### Extracted records
■ ■ ■ ■

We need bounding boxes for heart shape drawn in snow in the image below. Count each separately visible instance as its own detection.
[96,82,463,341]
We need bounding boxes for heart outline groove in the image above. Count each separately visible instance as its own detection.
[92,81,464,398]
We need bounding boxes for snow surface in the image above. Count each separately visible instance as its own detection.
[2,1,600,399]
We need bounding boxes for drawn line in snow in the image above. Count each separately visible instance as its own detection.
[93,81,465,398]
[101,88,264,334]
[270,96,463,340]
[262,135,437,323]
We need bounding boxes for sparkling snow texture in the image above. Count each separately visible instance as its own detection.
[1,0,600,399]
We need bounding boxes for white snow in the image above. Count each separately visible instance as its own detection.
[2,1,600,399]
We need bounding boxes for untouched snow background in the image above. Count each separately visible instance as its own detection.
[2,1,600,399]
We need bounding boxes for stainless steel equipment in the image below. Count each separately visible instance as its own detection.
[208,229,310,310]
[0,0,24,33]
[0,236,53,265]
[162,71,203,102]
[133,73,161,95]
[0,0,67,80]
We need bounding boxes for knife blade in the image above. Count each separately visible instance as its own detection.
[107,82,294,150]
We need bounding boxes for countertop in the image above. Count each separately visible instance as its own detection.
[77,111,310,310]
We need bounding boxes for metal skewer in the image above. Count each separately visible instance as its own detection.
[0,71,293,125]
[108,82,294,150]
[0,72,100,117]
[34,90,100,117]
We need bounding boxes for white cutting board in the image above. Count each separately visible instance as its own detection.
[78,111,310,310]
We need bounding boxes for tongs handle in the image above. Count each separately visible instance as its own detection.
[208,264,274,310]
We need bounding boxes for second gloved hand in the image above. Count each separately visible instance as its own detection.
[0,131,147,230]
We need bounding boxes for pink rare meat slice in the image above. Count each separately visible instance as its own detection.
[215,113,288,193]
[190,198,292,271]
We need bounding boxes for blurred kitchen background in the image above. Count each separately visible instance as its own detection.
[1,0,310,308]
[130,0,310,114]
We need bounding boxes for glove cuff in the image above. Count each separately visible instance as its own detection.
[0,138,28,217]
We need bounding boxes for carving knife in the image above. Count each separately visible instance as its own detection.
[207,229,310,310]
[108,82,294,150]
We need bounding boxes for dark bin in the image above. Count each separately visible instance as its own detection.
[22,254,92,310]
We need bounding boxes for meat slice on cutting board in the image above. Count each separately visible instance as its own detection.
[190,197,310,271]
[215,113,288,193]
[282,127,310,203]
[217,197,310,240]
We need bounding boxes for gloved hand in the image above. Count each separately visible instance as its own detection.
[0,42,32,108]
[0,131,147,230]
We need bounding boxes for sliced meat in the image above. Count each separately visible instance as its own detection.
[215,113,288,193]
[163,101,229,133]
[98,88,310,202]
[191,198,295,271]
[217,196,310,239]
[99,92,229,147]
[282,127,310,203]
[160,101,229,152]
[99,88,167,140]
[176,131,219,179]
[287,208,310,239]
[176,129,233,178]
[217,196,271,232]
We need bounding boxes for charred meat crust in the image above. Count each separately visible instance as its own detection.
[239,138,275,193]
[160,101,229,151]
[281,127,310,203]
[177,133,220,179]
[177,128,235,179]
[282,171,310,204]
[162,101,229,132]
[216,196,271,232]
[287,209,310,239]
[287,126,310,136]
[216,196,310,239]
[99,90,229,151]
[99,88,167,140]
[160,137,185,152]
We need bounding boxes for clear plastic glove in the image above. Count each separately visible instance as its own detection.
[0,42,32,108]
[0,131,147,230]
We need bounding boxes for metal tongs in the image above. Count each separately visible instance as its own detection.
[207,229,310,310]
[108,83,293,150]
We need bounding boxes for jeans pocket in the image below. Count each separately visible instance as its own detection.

■ ■ ■ ■

### How to complete this task
Return all the data above once more, precisely as given.

### Result
We need bounding boxes for heart shape drawn in snow in the image below. Count each separately visible instance as its own detection.
[96,82,463,341]
We need bounding boxes for heart outline groove in the image above. Count each separately visible instance as its own detection.
[92,81,464,398]
We need bounding boxes for snow surface in the image above. Count each separately visible instance as its own detection.
[2,1,600,399]
We need bounding boxes for drawn line in snow in the image above. Count each separately visible instance as its own detection.
[93,81,465,398]
[101,88,264,334]
[270,96,463,340]
[262,135,437,323]
We need bounding boxes for sparkling snow texture in the image above. Count each separately visible instance as its own detection.
[1,0,600,399]
We need bounding boxes for white snow in the image above. Count each separately visible instance as its own detection.
[2,1,600,399]
We need bounding boxes for untouched snow background in the image above. Count each separately visible instance as its own detection.
[2,1,600,399]
We need bounding boxes for stainless steel equipment in the image below. Count each separately visible instance as its own detection.
[208,229,310,310]
[0,0,24,33]
[0,236,53,265]
[162,71,203,102]
[133,73,161,95]
[0,0,67,80]
We need bounding boxes for knife blade in the image above. Count each separately visible instance as its own detection.
[107,82,294,150]
We need bounding boxes for countertop in the image above. Count each separately visible instance as its own detection.
[77,111,310,310]
We need bounding boxes for metal skewer in the image above. Count each separately visible instance as its own detection.
[0,71,293,125]
[108,82,294,150]
[0,72,100,117]
[34,90,100,117]
We need bounding boxes for white cutting board in the image above. Count each separately visible instance as its own detection.
[78,111,310,310]
We need bounding boxes for tongs handle in the image above. Count each separately visible instance as its own detection.
[208,264,274,310]
We need bounding boxes for second gloved hand in the image above. Count each separately visible instance as its own detection.
[0,131,147,230]
We need bounding boxes for pink rare meat slice in the image above. Count each separately visible instance as its own detection.
[215,113,288,193]
[190,198,292,271]
We need bounding boxes for blurred kitchen background in the image above. Count each separately visible instance as its own detection.
[1,0,310,308]
[130,0,310,114]
We need bounding boxes for glove cuff in the image above. Count each separately visible instance as its own detection.
[0,138,28,217]
We need bounding boxes for carving knife in the image above. Count each separately visible instance as its own detection.
[207,229,310,310]
[108,82,294,150]
We need bounding boxes for dark bin in the image above. Count each separately visible instance as its own detection.
[22,254,92,310]
We need bounding boxes for meat slice on cutting board in the image above. Count each separately visible instance as its own detection.
[190,197,310,271]
[215,113,288,193]
[282,127,310,203]
[217,197,310,240]
We need bounding boxes for gloved hand in the image above. Count each separately visible instance as its own detection.
[0,42,32,108]
[0,131,147,230]
We need bounding boxes for sliced meat in the image above. Count each separately visible instance as its own detection.
[215,113,288,193]
[163,101,229,133]
[98,88,310,202]
[191,198,295,271]
[217,196,310,239]
[99,92,229,147]
[282,127,310,203]
[160,101,229,152]
[99,88,167,140]
[176,131,219,179]
[287,208,310,239]
[176,129,233,178]
[217,196,271,232]
We need bounding boxes for charred meat crust in the image above. Count each separately visible instance as its own detection.
[239,138,275,193]
[160,101,229,151]
[281,127,310,203]
[177,133,220,179]
[177,128,235,179]
[282,171,310,204]
[162,101,229,132]
[216,196,271,232]
[287,209,310,239]
[287,126,310,136]
[216,196,310,239]
[99,90,229,151]
[99,88,167,140]
[160,137,185,152]
We need bounding boxes for clear plastic glove in the image above. Count each separately visible instance as its own detection.
[0,42,32,108]
[0,131,147,230]
We need bounding boxes for metal tongs in the image above. Count each separately visible instance as its own detection.
[207,229,310,310]
[108,83,293,150]
We need bounding boxes for jeans pocket in the image below. Count each separately visible instance as its own detection.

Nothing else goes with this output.